▸ **TASK TO CARRY OUT**: Format everything from the line containing "the man with" down to the line containing "Target: man with mustache", both ends included, as a Markdown table with the columns No. and Line, numbering each line and omitting blank ones.
******************************
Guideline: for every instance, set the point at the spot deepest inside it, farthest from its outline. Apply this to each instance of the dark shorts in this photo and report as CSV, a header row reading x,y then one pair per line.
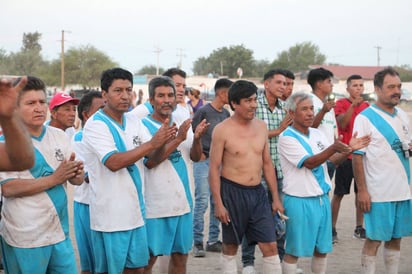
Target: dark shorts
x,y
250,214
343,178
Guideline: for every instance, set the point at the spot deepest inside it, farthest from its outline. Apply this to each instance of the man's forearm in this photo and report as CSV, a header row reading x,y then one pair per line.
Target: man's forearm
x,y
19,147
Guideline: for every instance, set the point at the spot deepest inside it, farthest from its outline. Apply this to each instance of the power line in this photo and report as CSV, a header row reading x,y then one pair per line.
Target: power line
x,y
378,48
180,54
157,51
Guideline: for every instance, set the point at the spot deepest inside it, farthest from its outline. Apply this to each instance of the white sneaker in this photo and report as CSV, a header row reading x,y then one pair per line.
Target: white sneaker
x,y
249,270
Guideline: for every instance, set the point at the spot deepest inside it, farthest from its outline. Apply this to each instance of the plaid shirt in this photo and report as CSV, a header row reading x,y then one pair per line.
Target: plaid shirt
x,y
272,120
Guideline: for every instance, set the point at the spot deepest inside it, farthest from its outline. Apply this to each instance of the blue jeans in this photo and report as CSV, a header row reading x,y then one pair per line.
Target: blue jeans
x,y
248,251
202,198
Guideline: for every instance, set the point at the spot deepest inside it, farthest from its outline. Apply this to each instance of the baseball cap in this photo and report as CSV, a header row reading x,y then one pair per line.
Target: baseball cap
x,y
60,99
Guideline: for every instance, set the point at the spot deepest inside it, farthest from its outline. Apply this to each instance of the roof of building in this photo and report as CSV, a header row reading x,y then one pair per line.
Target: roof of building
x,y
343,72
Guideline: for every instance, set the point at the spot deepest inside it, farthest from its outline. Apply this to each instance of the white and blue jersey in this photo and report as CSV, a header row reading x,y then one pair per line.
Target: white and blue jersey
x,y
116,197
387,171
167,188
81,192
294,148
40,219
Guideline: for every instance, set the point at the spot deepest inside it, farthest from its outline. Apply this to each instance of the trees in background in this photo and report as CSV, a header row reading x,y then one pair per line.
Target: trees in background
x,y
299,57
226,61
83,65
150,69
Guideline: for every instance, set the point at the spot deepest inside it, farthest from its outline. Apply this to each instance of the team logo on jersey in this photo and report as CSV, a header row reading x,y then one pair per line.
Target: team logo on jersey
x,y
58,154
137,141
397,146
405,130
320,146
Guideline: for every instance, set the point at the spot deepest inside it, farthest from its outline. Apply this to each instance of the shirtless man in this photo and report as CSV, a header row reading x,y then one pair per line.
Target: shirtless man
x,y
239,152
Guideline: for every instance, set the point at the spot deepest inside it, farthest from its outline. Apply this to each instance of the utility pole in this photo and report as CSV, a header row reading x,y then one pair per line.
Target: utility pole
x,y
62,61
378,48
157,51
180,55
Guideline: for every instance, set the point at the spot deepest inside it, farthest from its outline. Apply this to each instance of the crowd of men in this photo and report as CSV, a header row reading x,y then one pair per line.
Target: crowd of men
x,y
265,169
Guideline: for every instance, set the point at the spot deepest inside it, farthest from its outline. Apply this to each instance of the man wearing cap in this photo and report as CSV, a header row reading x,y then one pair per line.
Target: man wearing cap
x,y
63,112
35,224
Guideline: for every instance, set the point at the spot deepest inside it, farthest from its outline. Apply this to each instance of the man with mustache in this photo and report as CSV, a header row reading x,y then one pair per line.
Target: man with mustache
******************************
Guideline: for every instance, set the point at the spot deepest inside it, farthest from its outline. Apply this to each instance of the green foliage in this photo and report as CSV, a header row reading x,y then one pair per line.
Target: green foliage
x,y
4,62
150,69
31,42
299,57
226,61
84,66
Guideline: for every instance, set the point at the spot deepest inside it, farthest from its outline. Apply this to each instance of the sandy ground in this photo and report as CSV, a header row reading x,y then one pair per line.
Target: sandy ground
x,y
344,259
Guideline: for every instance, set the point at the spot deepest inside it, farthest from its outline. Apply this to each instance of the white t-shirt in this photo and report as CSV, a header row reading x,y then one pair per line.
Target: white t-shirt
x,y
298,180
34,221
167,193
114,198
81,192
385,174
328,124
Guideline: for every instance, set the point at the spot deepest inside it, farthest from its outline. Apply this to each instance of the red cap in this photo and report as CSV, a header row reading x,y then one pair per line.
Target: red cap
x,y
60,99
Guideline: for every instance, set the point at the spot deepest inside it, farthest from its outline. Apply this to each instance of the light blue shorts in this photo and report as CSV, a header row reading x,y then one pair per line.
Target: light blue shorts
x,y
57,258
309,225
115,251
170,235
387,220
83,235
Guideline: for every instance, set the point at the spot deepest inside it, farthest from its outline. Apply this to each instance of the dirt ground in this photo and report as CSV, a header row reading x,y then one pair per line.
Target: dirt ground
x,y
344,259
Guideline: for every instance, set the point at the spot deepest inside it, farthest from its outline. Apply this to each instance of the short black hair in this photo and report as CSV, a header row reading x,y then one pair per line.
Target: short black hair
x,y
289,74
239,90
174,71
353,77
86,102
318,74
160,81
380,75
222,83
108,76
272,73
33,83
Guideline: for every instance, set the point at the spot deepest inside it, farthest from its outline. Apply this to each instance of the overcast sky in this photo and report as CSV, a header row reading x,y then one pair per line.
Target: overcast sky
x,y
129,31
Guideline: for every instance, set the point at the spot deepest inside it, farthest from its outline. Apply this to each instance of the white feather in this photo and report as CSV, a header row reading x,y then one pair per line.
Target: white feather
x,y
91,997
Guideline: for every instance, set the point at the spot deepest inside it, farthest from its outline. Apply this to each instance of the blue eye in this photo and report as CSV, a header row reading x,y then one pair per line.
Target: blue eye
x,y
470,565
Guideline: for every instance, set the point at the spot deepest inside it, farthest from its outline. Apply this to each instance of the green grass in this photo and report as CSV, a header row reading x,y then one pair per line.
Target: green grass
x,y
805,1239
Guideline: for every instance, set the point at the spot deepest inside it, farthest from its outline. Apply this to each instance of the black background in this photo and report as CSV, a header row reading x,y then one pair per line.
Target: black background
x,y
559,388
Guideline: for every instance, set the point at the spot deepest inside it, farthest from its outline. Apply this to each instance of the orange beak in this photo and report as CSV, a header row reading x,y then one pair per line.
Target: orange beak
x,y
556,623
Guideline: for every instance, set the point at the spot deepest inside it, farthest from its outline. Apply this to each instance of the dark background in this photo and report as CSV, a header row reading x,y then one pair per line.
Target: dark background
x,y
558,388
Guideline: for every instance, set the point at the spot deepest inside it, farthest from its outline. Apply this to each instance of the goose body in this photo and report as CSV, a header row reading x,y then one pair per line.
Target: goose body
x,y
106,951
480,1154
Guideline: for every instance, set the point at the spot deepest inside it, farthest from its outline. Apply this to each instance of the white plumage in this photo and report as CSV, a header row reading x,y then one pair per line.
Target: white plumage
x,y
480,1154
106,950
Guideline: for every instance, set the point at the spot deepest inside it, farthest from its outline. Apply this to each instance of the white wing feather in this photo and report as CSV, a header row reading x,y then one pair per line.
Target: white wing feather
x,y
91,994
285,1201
******************************
▸ **RESULT OF THIS TASK**:
| No. | Line |
|---|---|
| 1 | Guideline: for every instance, set the point at the spot deepest inside it, farthest from its outline. Apply this to each instance of the man with mustache in this photo and report as CSV, a header row reading x,y then one pair per line. |
| 2 | Target: man with mustache |